(Dataset excerpt)
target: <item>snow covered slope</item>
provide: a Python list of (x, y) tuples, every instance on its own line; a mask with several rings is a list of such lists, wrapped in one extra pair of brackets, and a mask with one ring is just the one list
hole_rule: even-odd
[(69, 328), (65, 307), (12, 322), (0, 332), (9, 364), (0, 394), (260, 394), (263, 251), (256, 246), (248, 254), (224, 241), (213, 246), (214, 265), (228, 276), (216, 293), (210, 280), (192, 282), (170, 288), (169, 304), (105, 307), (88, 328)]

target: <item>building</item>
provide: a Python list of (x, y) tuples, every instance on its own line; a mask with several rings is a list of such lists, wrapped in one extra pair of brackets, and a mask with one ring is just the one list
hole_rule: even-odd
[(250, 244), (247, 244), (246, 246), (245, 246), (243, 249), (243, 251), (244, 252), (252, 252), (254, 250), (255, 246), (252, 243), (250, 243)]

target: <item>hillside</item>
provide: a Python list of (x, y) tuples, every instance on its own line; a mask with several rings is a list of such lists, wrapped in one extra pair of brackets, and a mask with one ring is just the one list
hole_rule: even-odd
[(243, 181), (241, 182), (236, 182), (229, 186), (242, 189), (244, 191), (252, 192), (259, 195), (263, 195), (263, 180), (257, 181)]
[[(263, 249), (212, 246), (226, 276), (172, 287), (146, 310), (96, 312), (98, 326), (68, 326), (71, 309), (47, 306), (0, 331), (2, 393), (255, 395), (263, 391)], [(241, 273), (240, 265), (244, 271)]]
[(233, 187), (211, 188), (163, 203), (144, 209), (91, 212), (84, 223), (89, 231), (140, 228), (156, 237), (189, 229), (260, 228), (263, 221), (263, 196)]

● TASK
Write out again, exactly, the lines from the one holding "target: <item>building</item>" through the end of the listing, with both ends included.

● RESPONSE TO THE TASK
target: <item>building</item>
provide: a Python list of (x, y) tuples, every instance on its own line; a mask with several rings is a list of such lists, wrapped in one extra pair of brackets, and a mask with one ring is just the one list
hole_rule: even-odd
[(250, 244), (247, 244), (246, 246), (245, 246), (243, 249), (243, 251), (244, 252), (252, 252), (254, 250), (255, 246), (252, 243), (250, 243)]

target: <item>hillside</item>
provide: a Python list of (x, y) tuples, every instance on its own line; a mask with several rings is a list of such lists, wrapped in one extra pair of brackets, and a mask with one ring is just the one list
hole_rule: even-odd
[(243, 181), (241, 182), (236, 182), (229, 186), (242, 189), (244, 191), (252, 192), (259, 195), (263, 195), (263, 180), (257, 181)]
[[(263, 249), (212, 246), (226, 276), (172, 287), (146, 310), (96, 312), (98, 326), (68, 326), (71, 309), (47, 306), (0, 331), (2, 393), (255, 395), (263, 391)], [(241, 273), (240, 265), (244, 271)]]
[(233, 187), (211, 188), (163, 203), (144, 209), (91, 212), (84, 223), (89, 231), (140, 228), (156, 237), (189, 229), (260, 228), (263, 221), (263, 196)]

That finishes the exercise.